(Records)
● ● ● ●

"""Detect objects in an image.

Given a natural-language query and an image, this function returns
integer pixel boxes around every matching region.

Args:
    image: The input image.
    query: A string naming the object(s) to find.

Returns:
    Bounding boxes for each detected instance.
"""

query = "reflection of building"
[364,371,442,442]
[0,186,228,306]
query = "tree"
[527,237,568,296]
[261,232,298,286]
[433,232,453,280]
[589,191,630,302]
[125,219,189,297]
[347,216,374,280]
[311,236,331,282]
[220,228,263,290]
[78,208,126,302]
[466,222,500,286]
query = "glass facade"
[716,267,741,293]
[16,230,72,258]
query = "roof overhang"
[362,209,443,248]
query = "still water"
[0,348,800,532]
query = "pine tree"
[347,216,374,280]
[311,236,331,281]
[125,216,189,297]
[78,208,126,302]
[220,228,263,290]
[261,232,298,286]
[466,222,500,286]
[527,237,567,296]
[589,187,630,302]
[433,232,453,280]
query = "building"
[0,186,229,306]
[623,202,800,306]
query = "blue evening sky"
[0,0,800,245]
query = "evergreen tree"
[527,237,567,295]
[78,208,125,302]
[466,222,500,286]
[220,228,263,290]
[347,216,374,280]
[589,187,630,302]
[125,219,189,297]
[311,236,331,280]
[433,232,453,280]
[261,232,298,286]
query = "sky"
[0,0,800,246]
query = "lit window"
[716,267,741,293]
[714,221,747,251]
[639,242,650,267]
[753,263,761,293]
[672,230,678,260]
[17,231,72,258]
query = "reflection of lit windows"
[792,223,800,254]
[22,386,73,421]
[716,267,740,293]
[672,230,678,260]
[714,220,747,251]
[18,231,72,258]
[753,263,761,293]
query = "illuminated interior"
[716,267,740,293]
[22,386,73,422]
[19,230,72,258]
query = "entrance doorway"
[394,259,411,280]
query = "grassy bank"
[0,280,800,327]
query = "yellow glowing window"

● ● ● ●

■ WHAT YOU NEED TO DO ■
Write out every entry again, keeping each line exactly the same.

■ SOLUTION TO THIS TASK ■
"""Detect objects in an image.

Given a natural-language query and an image, this function returns
integer pixel boxes around every matching region.

Args:
    image: The input image.
    query: A string naming the object(s) to find.

Returns:
    Bounding boxes for each detected instance.
"""

query = "reflection of building"
[364,371,442,442]
[0,186,228,306]
query = "tree"
[527,237,568,296]
[261,232,298,286]
[433,232,453,280]
[589,191,630,302]
[125,219,189,297]
[347,216,374,280]
[311,236,331,282]
[220,228,263,290]
[78,208,126,302]
[466,222,500,286]
query = "glass facade"
[716,267,741,293]
[16,230,72,258]
query = "roof overhang"
[362,209,443,248]
query = "still water"
[0,348,800,532]
query = "pine tree"
[347,216,374,280]
[311,236,331,281]
[125,216,189,297]
[78,208,126,302]
[220,228,263,290]
[261,232,298,286]
[466,222,500,286]
[527,237,567,296]
[589,187,630,302]
[433,232,453,280]
query = "building"
[0,186,229,306]
[623,202,800,306]
query = "blue evening sky"
[0,0,800,245]
query = "evergreen tree"
[527,237,567,295]
[78,208,125,302]
[466,222,500,286]
[220,228,263,290]
[347,216,374,280]
[589,187,630,302]
[125,219,189,297]
[311,236,331,280]
[433,232,453,280]
[261,232,298,286]
query = "sky"
[0,0,800,246]
query = "lit window"
[716,267,741,293]
[714,221,747,251]
[639,242,650,267]
[753,263,761,293]
[672,230,678,260]
[17,231,72,258]
query = "reflection of lit windows"
[792,223,800,254]
[22,386,73,421]
[716,267,740,293]
[672,230,678,260]
[714,220,747,251]
[18,231,72,258]
[753,263,761,293]
query = "illuminated interior"
[716,267,740,293]
[22,386,73,422]
[19,230,72,258]
query = "entrance doorway"
[394,259,411,280]
query = "grassy bank"
[0,280,800,327]
query = "yellow glowing window"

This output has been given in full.